* MATERIAL FOR THIS TASK
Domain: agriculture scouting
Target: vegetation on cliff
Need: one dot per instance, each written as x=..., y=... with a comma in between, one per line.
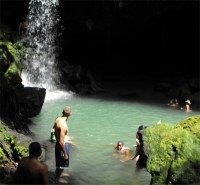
x=12, y=145
x=173, y=152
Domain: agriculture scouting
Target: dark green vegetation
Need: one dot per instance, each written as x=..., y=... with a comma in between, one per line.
x=173, y=152
x=11, y=54
x=12, y=145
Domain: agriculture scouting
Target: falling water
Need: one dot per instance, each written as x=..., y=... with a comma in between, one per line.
x=40, y=66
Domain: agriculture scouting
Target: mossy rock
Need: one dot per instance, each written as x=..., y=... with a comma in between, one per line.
x=11, y=56
x=12, y=145
x=173, y=152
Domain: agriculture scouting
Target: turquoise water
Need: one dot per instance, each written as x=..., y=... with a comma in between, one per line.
x=95, y=123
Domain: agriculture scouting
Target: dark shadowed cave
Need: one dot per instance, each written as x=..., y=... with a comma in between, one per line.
x=135, y=40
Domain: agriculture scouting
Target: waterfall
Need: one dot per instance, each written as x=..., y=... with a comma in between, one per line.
x=40, y=64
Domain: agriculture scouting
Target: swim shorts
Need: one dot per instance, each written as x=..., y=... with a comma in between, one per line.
x=61, y=163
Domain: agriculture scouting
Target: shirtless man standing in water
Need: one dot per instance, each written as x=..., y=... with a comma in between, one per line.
x=62, y=141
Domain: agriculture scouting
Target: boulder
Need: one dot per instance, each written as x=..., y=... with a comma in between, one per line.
x=30, y=100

* TASK DIRECTIONS
Reproduce all of the material above line for line and without alteration, omitting the pictures.

* CORRECT RESPONSE
Domain: agriculture scouting
Target: vegetation on cliff
Need: one dot per instance, each written as x=..., y=... with a comma in between, one per line.
x=12, y=145
x=173, y=152
Domain: agriculture scouting
Target: dark green vegetation
Need: one dot per instance, each written as x=..., y=... with a comma in between, one per line.
x=173, y=152
x=11, y=54
x=12, y=145
Domain: agriculture scouting
Target: falling water
Need: one dot per instance, each written as x=..., y=... with a comma in between, one per line.
x=40, y=66
Domain: agriculture scouting
Target: mossy rock
Need: one dot per instance, each written as x=..., y=... with a comma in between, one per line.
x=11, y=56
x=12, y=145
x=173, y=152
Domain: agriculture scouting
Target: turquoise water
Need: one dot per instance, each written as x=..., y=... with a comma in between, one per line.
x=95, y=123
Domain: agriculture scouting
Target: dark shadowed cave
Need: one dot per instance, each written as x=..., y=... with a comma in between, one per line.
x=135, y=40
Domain: agriculture scouting
Target: waterfall
Need: one dot per instance, each written as x=..., y=... with a comma in between, one per line.
x=40, y=64
Domain: agriculture scouting
Target: swim shorts
Need: one dot per instance, each written as x=..., y=... with a comma in between, one per line.
x=61, y=163
Domain: agriculture scouting
Target: shirtless man standing in water
Need: one dot per instance, each written as x=..., y=... with a comma in between, one per line.
x=62, y=141
Domain: agriculture scouting
Target: boulder
Need: one dot per instance, each written as x=..., y=... with a comma in between, one per line.
x=30, y=100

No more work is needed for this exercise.